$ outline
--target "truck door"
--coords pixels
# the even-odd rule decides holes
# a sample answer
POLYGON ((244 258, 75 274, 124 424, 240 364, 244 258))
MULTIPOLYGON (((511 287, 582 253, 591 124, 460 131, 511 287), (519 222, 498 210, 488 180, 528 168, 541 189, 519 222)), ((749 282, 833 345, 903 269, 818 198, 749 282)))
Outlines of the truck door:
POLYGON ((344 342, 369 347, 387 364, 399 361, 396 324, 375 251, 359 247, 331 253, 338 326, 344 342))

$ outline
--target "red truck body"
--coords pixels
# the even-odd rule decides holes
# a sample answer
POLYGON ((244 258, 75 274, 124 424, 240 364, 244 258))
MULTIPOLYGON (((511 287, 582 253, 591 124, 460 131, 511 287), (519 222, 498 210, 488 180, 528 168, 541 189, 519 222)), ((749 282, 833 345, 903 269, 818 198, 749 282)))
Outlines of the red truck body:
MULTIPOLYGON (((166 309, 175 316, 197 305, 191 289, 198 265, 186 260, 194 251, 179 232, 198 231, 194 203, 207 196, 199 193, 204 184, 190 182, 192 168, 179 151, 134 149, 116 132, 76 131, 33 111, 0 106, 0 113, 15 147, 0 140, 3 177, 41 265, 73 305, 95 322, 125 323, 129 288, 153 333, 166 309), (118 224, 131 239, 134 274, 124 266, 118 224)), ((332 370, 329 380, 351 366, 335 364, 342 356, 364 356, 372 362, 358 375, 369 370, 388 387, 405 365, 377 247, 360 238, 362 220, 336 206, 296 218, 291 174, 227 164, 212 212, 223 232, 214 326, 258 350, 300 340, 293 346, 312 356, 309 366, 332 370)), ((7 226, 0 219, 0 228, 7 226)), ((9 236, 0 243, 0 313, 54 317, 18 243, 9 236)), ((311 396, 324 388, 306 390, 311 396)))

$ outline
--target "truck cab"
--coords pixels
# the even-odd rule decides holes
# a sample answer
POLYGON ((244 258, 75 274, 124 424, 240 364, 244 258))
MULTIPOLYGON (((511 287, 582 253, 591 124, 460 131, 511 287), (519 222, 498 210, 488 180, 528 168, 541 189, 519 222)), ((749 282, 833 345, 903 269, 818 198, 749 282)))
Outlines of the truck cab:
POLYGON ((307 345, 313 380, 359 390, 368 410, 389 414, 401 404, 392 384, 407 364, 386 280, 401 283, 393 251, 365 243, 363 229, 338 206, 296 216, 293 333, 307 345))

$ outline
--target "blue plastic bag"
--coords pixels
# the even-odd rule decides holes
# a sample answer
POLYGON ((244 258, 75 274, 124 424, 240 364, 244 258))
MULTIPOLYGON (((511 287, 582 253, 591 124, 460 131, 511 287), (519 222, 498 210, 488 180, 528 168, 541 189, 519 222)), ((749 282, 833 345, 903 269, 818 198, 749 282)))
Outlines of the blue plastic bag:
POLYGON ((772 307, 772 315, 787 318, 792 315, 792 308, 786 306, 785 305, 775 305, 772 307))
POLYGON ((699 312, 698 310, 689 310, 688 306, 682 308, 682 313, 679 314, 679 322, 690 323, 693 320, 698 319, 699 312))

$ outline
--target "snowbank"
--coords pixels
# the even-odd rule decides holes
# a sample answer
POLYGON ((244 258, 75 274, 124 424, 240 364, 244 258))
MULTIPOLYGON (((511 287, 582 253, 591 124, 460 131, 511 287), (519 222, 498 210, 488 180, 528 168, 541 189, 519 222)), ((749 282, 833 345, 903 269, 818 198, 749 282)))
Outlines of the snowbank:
===============
▸ Job
Please lay out the stretch from the start of the lines through the one containing "POLYGON ((344 342, 369" as a Markdown table. Use the columns No. and Line, give each row a number, and leave out any blank lines.

▸ Written answer
| No. | Line |
|---|---|
| 1 | $ outline |
| 2 | --target "truck door" |
| 3 | --coords pixels |
| 4 | # the even-odd rule decides holes |
| 5 | # a sample answer |
| 6 | POLYGON ((244 258, 75 274, 124 424, 240 364, 244 258)) |
| 7 | MULTIPOLYGON (((511 287, 582 253, 591 124, 460 131, 511 287), (519 222, 498 210, 488 180, 528 168, 541 189, 519 222)), ((749 282, 833 345, 903 269, 818 198, 749 282))) |
| 8 | Outlines of the truck door: |
| 9 | POLYGON ((344 342, 369 347, 387 364, 399 361, 396 324, 375 251, 359 247, 331 253, 338 326, 344 342)) |